* Aim a *
Quote the entire passage about North Catholic High School word for word.

* Text section *
-=-=-

North Catholic had several graduates accepted into the University of Pennsylvania's Wharton School for Business. N.C. also sent many graduates to the Pennsylvania State University, the Philadelphia Big 5, and Drexel University. North had a strong connection with Saint Joseph's University, La Salle University, and Temple University.

===Closing===
On October 8, 2009, Cardinal Justin Rigali announced the school's closure, effective the end of the 2009–2010 school year, along with Cardinal Dougherty High School. The decision was based on an Archdiocese Catholic Education Office report. In its final year, enrollment was 551, dropping 29% in the last decade and was forecasted to decline by an additional 24% in the following three years, leading to the closure decision. Bishop Joseph P. McFadden, the Archdiocese education vicar, noted a 1993 Coopers & Lybrand study on the archdiocese' high-school system sustainability that recommended closing two schools, including North Catholic. "We thought the school deserved the chance to grow and flourish, and everyone worked very hard to do that. Ultimately, we weren't successful, but it was not for lack of effort."

Some students transferred to Father Judge High School, which had agreed to accept Northeast's financial aid packages. Others transferred to Roman Catholic, Archbishop Ryan High School or Bishop McDevitt High School. When Northeast Catholic High School closed in June 2010, all records were sent to Father Judge High School.

Fifteen months after its closure, the building that housed North Catholic High School for 84 years was sold to a charter school. In September 2011, The Marianna Bracetti Academy Charter School purchased the North Catholic building and campus at 1842 Torresdale Ave. from the Roman Catholic Archdiocese of Philadelphia for $3.5 million.

-=-=-

* Information shown *
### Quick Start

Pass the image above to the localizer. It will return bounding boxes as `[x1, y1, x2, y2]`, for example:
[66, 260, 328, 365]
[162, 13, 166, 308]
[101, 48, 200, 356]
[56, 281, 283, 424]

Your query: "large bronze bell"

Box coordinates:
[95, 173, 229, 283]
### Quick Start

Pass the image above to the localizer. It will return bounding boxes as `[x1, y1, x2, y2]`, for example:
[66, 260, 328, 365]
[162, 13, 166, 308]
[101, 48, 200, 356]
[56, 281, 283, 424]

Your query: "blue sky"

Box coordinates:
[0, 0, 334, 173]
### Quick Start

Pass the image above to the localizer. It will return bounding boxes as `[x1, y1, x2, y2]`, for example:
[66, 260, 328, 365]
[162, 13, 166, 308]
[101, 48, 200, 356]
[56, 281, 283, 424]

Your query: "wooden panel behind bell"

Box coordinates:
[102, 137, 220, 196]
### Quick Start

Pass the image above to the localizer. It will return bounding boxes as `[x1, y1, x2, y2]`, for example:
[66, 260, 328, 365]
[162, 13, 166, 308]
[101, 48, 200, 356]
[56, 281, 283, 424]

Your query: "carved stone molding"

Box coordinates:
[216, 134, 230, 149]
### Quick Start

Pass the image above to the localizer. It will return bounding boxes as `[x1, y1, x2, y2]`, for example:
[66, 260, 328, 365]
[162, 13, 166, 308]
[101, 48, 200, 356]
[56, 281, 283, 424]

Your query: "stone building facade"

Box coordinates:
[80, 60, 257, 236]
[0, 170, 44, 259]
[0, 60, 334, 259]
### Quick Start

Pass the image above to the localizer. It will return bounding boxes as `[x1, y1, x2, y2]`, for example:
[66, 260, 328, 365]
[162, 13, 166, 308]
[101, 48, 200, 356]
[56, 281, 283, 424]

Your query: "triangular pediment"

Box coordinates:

-=-=-

* Aim b *
Print the listing word for word from its beginning up to and including the line with "[102, 137, 220, 196]".

* Full answer a *
North Catholic had several graduates accepted into the University of Pennsylvania's Wharton School for Business. N.C. also sent many graduates to the Pennsylvania State University, the Philadelphia Big 5, and Drexel University. North had a strong connection with Saint Joseph's University, La Salle University, and Temple University.

===Closing===
On October 8, 2009, Cardinal Justin Rigali announced the school's closure, effective the end of the 2009–2010 school year, along with Cardinal Dougherty High School. The decision was based on an Archdiocese Catholic Education Office report. In its final year, enrollment was 551, dropping 29% in the last decade and was forecasted to decline by an additional 24% in the following three years, leading to the closure decision. Bishop Joseph P. McFadden, the Archdiocese education vicar, noted a 1993 Coopers & Lybrand study on the archdiocese' high-school system sustainability that recommended closing two schools, including North Catholic. "We thought the school deserved the chance to grow and flourish, and everyone worked very hard to do that. Ultimately, we weren't successful, but it was not for lack of effort."

Some students transferred to Father Judge High School, which had agreed to accept Northeast's financial aid packages. Others transferred to Roman Catholic, Archbishop Ryan High School or Bishop McDevitt High School. When Northeast Catholic High School closed in June 2010, all records were sent to Father Judge High School.

Fifteen months after its closure, the building that housed North Catholic High School for 84 years was sold to a charter school. In September 2011, The Marianna Bracetti Academy Charter School purchased the North Catholic building and campus at 1842 Torresdale Ave. from the Roman Catholic Archdiocese of Philadelphia for $3.5 million.

* Full answer b *
### Quick Start

Pass the image above to the localizer. It will return bounding boxes as `[x1, y1, x2, y2]`, for example:
[66, 260, 328, 365]
[162, 13, 166, 308]
[101, 48, 200, 356]
[56, 281, 283, 424]

Your query: "large bronze bell"

Box coordinates:
[95, 173, 229, 283]
### Quick Start

Pass the image above to the localizer. It will return bounding boxes as `[x1, y1, x2, y2]`, for example:
[66, 260, 328, 365]
[162, 13, 166, 308]
[101, 48, 200, 356]
[56, 281, 283, 424]

Your query: "blue sky"

Box coordinates:
[0, 0, 334, 173]
### Quick Start

Pass the image above to the localizer. It will return bounding boxes as `[x1, y1, x2, y2]`, for example:
[66, 260, 328, 365]
[162, 13, 166, 308]
[101, 48, 200, 356]
[56, 281, 283, 424]

Your query: "wooden panel behind bell"

Box coordinates:
[102, 137, 220, 196]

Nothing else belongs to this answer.